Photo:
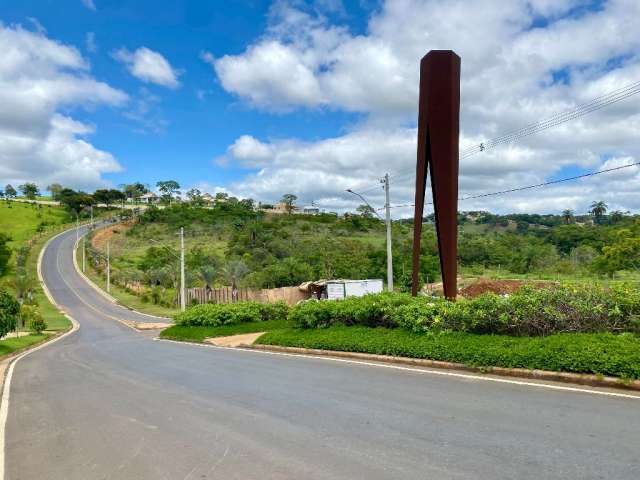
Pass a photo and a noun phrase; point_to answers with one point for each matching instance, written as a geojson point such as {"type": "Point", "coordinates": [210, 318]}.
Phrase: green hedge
{"type": "Point", "coordinates": [529, 311]}
{"type": "Point", "coordinates": [215, 314]}
{"type": "Point", "coordinates": [597, 353]}
{"type": "Point", "coordinates": [198, 334]}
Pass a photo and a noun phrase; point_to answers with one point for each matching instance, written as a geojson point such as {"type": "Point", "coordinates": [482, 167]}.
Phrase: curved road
{"type": "Point", "coordinates": [107, 402]}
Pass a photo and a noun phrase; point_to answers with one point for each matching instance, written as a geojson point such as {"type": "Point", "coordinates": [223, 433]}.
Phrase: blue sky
{"type": "Point", "coordinates": [261, 98]}
{"type": "Point", "coordinates": [197, 130]}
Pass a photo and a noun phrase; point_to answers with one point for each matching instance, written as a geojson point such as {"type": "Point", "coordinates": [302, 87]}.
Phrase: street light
{"type": "Point", "coordinates": [365, 201]}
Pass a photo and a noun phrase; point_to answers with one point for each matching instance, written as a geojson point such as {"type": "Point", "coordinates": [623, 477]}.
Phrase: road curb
{"type": "Point", "coordinates": [544, 375]}
{"type": "Point", "coordinates": [14, 359]}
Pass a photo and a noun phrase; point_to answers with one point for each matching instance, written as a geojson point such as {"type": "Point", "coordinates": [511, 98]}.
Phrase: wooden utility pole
{"type": "Point", "coordinates": [438, 136]}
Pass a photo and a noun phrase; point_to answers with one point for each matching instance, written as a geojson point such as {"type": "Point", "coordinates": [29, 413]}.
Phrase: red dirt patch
{"type": "Point", "coordinates": [499, 287]}
{"type": "Point", "coordinates": [100, 238]}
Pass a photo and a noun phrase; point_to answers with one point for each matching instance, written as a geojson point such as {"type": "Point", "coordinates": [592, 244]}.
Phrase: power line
{"type": "Point", "coordinates": [558, 118]}
{"type": "Point", "coordinates": [528, 187]}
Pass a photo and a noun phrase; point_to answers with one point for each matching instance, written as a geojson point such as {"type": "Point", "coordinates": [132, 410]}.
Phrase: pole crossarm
{"type": "Point", "coordinates": [437, 154]}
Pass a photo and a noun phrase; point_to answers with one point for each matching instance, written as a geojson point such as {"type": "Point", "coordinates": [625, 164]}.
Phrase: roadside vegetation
{"type": "Point", "coordinates": [26, 315]}
{"type": "Point", "coordinates": [572, 328]}
{"type": "Point", "coordinates": [233, 242]}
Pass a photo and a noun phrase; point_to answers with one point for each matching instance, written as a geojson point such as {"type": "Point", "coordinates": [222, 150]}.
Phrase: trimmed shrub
{"type": "Point", "coordinates": [370, 310]}
{"type": "Point", "coordinates": [32, 317]}
{"type": "Point", "coordinates": [529, 311]}
{"type": "Point", "coordinates": [9, 311]}
{"type": "Point", "coordinates": [216, 314]}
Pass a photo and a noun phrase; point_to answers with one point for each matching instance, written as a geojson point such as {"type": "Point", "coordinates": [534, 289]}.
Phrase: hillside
{"type": "Point", "coordinates": [233, 243]}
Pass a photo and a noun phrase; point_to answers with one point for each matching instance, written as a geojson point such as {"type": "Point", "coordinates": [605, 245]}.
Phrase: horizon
{"type": "Point", "coordinates": [312, 98]}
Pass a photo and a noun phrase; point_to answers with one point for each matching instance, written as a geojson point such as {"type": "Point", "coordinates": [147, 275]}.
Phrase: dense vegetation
{"type": "Point", "coordinates": [214, 315]}
{"type": "Point", "coordinates": [531, 311]}
{"type": "Point", "coordinates": [233, 243]}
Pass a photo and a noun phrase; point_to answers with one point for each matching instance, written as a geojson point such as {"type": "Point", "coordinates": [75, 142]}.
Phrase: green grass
{"type": "Point", "coordinates": [605, 353]}
{"type": "Point", "coordinates": [21, 220]}
{"type": "Point", "coordinates": [54, 318]}
{"type": "Point", "coordinates": [11, 345]}
{"type": "Point", "coordinates": [198, 334]}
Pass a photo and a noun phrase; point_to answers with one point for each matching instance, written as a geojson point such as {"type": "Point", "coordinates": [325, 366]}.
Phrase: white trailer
{"type": "Point", "coordinates": [339, 289]}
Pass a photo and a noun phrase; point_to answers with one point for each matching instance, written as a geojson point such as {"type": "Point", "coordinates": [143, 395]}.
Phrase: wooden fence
{"type": "Point", "coordinates": [290, 295]}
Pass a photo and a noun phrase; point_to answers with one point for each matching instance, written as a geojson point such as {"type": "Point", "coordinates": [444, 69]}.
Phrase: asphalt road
{"type": "Point", "coordinates": [107, 402]}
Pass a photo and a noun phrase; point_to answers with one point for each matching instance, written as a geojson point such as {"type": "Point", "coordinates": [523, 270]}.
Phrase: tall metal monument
{"type": "Point", "coordinates": [438, 133]}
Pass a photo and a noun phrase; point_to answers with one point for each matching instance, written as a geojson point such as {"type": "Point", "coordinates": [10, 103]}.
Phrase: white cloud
{"type": "Point", "coordinates": [149, 66]}
{"type": "Point", "coordinates": [38, 78]}
{"type": "Point", "coordinates": [513, 73]}
{"type": "Point", "coordinates": [89, 4]}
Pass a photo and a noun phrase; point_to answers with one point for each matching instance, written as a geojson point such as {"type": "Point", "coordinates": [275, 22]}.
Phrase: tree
{"type": "Point", "coordinates": [168, 188]}
{"type": "Point", "coordinates": [135, 190]}
{"type": "Point", "coordinates": [9, 311]}
{"type": "Point", "coordinates": [75, 201]}
{"type": "Point", "coordinates": [54, 189]}
{"type": "Point", "coordinates": [623, 254]}
{"type": "Point", "coordinates": [598, 209]}
{"type": "Point", "coordinates": [29, 190]}
{"type": "Point", "coordinates": [108, 196]}
{"type": "Point", "coordinates": [288, 199]}
{"type": "Point", "coordinates": [195, 197]}
{"type": "Point", "coordinates": [10, 192]}
{"type": "Point", "coordinates": [366, 211]}
{"type": "Point", "coordinates": [233, 272]}
{"type": "Point", "coordinates": [567, 215]}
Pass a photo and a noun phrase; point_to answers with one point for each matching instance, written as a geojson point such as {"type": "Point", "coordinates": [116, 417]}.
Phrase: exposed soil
{"type": "Point", "coordinates": [499, 287]}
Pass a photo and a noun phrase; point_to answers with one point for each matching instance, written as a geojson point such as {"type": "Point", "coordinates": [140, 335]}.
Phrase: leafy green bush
{"type": "Point", "coordinates": [370, 310]}
{"type": "Point", "coordinates": [32, 317]}
{"type": "Point", "coordinates": [9, 310]}
{"type": "Point", "coordinates": [529, 311]}
{"type": "Point", "coordinates": [597, 353]}
{"type": "Point", "coordinates": [215, 314]}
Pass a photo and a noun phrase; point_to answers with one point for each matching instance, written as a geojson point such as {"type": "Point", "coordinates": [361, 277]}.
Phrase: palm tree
{"type": "Point", "coordinates": [208, 274]}
{"type": "Point", "coordinates": [598, 209]}
{"type": "Point", "coordinates": [23, 285]}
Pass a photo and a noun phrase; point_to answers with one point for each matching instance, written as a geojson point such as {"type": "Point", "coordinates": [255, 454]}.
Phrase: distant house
{"type": "Point", "coordinates": [149, 198]}
{"type": "Point", "coordinates": [282, 207]}
{"type": "Point", "coordinates": [311, 210]}
{"type": "Point", "coordinates": [208, 199]}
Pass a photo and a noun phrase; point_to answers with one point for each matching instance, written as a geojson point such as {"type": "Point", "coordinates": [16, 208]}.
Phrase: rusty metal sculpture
{"type": "Point", "coordinates": [438, 132]}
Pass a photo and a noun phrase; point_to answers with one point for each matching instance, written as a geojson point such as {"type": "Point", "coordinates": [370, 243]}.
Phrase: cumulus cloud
{"type": "Point", "coordinates": [39, 78]}
{"type": "Point", "coordinates": [522, 61]}
{"type": "Point", "coordinates": [149, 66]}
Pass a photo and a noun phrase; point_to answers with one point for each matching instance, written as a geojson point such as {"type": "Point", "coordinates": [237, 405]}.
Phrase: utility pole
{"type": "Point", "coordinates": [387, 207]}
{"type": "Point", "coordinates": [108, 269]}
{"type": "Point", "coordinates": [183, 299]}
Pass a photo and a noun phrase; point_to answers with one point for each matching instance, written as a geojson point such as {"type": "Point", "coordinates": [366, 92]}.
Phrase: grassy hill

What needs to be done: Filter the entries above, copying each line that contains the word "metal". Match case exactly.

Solution below:
Phrase: tall metal monument
Phrase: rusty metal sculpture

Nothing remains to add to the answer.